-- Begin SOURCE --
Posts tagged ‘deforestation’

4 September, 2010

Meat Kills

Meat Kills: Consolidated

Warning: Slight Graphic Imagery.

A spoken-word track by Consolidated, called MEAT KILLS from their Friendly Fa$cism (1991) album, is nearly 20 years old, but still as important today.

Consolidated: Adam Sherburne, Mark Pistel, Philip Steir

This is what is being said. Reprinted here, is in no way meant to impinge on their copyright, or suggest that they endorse this blog, its authors, or its themes. They are here, only to make clear the words being spoken on the video clip over the sounds of the slaughter house.

Meat Kills

The driving force behind the destruction of the tropical rain forests is the American meat habit. The rain forests are cleared then planted with grass for grazing livestock to create hamburger for fast food restaurants.

More than half of all the water used in the United States is used for raising animals for food. 25 gallons of water is needed to produce a pound of wheat. 2500 gallons of water is needed to produce a pound of meat.

Dependence on foreign oil is one of the principle reasons for US intervention in the Persian Gulf. The length of time the world’s oil reserves would last if all human beings ate a meat-based diet would be approximately 13 years. The length of time the world’s oil reserves would last if all human beings ate a plant based diet would be approximately 260 years.

Feedlots and slaughterhouses are both major polluters of rivers and streams. Filling them with poisonous residues and animal wastes. 250,000 pounds of animal excrement is produced every second in the US and there are no sewage systems to treat the wastes.

In 1989, over 40% of the world’s grain harvest was fed to animals going to slaughter. If the same grain was fed directly to human beings, there would be more than enough grain to feed the entire world. Over 20 million people will die as a result of malnutrition this year.
-- End SOURCE --
-- Begin GIVEN DATA --
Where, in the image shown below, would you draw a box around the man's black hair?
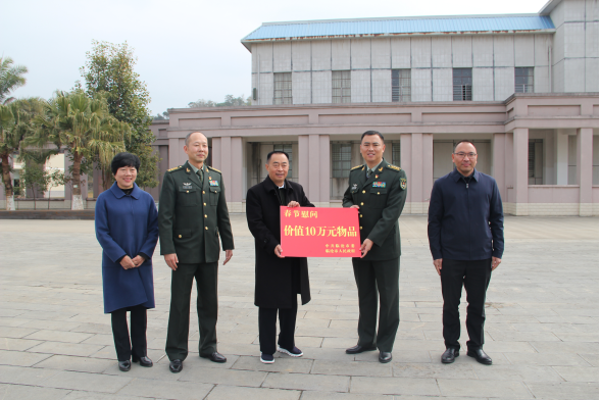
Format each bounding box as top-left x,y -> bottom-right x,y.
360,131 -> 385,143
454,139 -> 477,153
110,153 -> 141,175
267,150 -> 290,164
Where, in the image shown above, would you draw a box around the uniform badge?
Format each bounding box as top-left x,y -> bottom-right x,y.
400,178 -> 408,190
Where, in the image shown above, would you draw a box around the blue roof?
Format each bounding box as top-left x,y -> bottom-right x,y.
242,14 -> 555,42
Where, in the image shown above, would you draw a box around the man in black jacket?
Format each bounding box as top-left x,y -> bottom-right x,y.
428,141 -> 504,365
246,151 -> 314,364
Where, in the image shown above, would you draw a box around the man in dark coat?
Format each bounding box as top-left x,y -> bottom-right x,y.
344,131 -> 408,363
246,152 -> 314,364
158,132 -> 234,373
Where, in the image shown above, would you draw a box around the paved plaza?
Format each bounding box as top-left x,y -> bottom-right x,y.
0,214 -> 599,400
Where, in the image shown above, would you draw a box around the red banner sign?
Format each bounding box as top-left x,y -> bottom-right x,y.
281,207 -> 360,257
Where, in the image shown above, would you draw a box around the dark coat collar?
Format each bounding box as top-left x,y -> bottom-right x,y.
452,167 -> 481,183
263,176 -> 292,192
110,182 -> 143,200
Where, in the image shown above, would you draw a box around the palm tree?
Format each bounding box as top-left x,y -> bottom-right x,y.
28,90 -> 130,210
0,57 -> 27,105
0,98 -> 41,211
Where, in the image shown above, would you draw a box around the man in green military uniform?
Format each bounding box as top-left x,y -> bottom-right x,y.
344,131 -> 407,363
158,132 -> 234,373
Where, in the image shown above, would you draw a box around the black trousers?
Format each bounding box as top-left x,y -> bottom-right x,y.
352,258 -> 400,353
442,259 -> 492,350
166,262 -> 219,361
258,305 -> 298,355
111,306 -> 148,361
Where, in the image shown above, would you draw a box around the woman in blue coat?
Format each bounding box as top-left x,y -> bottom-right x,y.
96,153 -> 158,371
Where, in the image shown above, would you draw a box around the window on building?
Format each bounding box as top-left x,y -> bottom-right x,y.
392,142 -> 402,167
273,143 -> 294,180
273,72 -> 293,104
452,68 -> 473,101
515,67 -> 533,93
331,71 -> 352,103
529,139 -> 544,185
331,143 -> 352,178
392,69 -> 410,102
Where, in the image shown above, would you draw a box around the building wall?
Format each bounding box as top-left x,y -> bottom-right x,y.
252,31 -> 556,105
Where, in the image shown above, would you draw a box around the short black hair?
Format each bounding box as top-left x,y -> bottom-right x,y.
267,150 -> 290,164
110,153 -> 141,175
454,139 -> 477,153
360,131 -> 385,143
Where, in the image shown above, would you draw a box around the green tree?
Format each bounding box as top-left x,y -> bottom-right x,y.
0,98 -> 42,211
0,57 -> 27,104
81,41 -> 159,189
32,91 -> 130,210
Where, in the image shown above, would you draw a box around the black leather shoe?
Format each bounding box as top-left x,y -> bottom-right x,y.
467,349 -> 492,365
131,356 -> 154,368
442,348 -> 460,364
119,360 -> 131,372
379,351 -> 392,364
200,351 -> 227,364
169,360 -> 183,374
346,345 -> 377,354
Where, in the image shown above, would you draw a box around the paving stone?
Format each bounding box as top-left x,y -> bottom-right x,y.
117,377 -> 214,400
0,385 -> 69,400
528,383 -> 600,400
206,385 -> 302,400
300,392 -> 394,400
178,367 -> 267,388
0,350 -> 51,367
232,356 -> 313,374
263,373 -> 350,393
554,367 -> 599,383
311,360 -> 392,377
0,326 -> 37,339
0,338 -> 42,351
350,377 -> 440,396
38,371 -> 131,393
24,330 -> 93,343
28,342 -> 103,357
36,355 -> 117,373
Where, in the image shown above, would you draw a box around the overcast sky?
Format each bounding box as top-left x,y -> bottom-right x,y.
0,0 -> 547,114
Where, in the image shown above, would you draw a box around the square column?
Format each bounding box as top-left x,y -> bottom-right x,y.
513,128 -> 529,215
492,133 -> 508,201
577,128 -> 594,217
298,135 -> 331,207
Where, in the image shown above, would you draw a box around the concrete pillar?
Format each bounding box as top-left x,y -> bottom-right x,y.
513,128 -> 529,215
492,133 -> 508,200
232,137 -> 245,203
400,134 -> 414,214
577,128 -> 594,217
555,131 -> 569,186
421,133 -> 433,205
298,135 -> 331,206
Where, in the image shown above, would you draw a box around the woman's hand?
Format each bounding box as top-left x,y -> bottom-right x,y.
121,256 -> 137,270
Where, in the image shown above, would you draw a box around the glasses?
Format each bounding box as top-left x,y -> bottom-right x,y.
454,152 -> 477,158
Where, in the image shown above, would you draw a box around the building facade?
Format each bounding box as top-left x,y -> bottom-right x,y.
-- End GIVEN DATA --
-- Begin GIVEN DATA --
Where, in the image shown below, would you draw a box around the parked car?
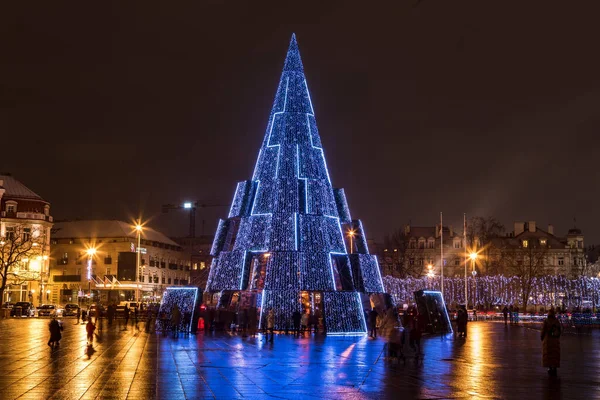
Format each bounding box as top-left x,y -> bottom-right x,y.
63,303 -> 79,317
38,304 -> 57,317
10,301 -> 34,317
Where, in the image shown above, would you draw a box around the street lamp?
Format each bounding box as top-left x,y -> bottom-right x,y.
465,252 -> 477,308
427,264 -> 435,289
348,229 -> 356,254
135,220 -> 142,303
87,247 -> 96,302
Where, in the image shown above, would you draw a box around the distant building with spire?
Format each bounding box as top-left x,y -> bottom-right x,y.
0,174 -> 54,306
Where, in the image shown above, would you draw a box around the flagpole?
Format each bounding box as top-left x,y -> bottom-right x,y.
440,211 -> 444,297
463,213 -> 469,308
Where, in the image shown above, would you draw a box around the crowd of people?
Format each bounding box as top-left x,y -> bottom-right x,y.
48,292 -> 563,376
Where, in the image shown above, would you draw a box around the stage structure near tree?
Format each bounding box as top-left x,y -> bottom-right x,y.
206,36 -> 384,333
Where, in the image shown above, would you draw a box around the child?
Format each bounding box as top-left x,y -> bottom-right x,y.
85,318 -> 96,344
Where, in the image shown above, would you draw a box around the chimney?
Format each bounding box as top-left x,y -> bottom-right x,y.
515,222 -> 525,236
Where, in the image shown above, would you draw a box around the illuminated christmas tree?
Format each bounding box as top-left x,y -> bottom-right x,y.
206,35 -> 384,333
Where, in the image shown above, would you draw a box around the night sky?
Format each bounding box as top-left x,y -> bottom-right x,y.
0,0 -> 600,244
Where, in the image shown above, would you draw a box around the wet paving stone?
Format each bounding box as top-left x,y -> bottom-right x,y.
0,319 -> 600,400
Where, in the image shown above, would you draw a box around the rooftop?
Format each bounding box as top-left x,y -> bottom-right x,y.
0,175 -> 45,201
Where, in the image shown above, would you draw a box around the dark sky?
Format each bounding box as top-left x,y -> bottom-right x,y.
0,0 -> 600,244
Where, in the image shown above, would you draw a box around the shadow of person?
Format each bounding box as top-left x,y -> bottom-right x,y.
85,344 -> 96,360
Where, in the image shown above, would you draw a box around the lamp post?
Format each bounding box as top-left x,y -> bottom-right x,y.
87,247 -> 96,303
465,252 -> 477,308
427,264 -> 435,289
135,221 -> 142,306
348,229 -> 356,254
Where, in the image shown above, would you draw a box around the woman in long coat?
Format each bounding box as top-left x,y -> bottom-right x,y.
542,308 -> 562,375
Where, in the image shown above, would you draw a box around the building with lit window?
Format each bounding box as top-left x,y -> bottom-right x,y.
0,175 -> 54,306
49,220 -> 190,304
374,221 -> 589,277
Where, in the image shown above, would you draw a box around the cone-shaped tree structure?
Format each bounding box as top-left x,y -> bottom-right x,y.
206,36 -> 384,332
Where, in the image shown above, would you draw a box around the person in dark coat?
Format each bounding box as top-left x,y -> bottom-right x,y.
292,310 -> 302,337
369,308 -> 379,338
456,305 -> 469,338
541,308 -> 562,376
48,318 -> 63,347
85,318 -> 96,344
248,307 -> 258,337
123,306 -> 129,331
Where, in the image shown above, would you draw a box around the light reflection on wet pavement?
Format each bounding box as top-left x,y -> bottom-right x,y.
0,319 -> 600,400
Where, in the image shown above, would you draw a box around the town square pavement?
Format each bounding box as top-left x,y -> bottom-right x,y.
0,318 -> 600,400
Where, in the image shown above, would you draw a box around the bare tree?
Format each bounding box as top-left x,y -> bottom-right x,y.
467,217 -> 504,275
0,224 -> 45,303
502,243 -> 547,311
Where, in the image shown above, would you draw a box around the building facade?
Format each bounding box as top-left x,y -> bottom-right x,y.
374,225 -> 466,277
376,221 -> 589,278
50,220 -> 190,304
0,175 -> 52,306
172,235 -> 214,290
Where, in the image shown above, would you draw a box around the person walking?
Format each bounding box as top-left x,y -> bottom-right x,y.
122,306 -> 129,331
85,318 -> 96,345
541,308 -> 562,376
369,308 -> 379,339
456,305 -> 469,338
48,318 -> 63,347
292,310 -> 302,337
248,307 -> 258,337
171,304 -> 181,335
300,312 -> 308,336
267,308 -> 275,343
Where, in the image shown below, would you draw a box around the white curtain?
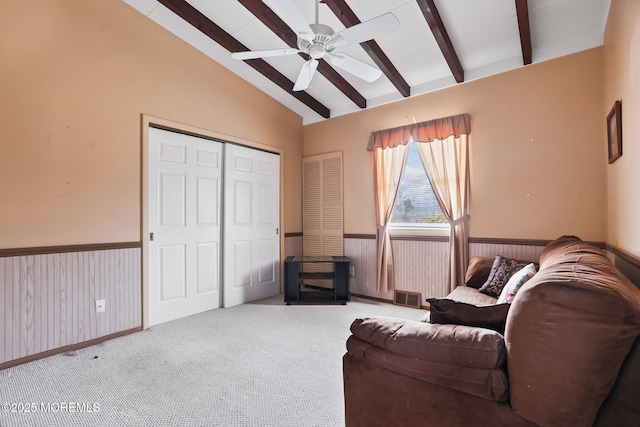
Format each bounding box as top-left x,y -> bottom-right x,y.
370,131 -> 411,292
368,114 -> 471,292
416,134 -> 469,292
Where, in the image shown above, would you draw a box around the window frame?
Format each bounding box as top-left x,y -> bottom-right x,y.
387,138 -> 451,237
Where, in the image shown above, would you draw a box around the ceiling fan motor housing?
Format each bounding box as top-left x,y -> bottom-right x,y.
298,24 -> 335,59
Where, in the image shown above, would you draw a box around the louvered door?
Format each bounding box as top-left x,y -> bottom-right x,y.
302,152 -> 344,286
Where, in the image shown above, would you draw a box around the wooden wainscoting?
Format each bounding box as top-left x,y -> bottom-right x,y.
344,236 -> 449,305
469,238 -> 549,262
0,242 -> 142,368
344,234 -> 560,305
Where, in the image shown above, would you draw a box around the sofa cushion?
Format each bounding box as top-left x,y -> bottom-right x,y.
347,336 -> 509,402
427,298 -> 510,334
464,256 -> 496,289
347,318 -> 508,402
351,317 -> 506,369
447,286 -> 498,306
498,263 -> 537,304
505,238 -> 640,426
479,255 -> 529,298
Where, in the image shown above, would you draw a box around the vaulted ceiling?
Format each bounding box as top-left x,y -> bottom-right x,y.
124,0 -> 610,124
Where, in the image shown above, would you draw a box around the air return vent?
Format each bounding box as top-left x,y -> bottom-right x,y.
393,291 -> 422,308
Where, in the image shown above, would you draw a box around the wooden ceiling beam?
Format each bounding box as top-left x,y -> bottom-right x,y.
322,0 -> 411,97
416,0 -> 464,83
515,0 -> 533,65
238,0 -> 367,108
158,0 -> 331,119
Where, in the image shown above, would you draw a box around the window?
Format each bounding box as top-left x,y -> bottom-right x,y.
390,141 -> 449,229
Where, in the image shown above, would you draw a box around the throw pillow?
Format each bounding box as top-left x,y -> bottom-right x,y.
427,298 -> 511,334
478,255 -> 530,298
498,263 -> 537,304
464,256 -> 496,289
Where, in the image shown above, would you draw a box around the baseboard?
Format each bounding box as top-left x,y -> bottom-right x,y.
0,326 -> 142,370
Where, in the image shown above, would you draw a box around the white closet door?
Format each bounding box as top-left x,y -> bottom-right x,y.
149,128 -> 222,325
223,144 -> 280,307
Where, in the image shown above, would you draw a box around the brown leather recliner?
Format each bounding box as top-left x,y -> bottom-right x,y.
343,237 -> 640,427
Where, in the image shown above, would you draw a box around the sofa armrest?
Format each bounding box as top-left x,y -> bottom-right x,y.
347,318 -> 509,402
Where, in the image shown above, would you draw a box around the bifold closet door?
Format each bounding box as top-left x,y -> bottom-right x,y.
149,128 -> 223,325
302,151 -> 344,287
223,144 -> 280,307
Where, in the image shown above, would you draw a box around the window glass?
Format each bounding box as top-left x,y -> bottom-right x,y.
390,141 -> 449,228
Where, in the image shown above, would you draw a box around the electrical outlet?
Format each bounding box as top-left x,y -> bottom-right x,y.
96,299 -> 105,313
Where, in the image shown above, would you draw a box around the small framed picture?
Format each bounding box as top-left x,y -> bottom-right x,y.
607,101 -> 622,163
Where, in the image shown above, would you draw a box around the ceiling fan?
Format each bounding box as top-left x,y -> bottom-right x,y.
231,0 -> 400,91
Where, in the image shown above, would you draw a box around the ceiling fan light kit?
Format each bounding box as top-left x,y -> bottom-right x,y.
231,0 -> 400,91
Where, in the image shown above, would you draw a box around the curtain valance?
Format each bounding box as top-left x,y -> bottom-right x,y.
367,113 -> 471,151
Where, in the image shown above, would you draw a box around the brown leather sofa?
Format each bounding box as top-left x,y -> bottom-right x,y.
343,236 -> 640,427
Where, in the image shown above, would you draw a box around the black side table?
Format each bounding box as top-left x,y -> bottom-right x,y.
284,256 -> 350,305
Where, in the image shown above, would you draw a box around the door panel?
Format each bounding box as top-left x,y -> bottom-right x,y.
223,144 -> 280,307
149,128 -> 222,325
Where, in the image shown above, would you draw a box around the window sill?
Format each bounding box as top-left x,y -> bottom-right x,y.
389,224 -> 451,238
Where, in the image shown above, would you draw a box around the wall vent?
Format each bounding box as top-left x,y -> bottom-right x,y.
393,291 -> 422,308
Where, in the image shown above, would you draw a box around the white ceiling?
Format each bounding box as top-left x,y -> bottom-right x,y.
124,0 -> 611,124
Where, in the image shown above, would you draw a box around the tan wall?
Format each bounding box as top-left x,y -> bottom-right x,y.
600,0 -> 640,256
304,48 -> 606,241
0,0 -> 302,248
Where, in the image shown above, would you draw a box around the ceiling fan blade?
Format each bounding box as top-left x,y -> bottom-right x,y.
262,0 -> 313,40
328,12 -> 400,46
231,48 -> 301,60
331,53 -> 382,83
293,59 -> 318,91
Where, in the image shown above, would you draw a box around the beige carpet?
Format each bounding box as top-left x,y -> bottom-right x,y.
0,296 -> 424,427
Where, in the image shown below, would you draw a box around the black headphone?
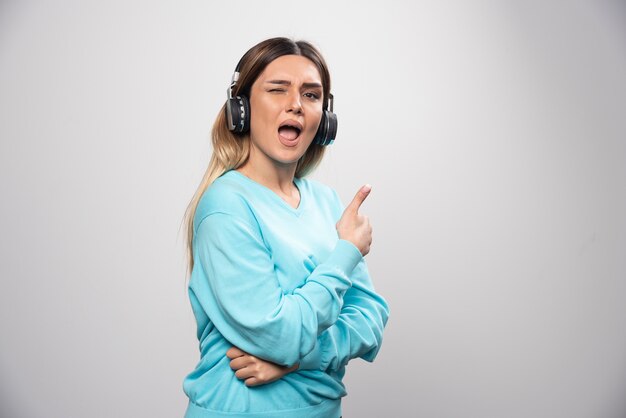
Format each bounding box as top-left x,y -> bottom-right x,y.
-- End GIVEN DATA --
AIM OF THE EXERCISE: Revise the portion of the Meat Kills post starting at "Warning: Slight Graphic" and ending at "as important today.", swapping "album" for "record".

OUTPUT OF THE EXERCISE:
Warning: Slight Graphic Imagery.

A spoken-word track by Consolidated, called MEAT KILLS from their Friendly Fa$cism (1991) record, is nearly 20 years old, but still as important today.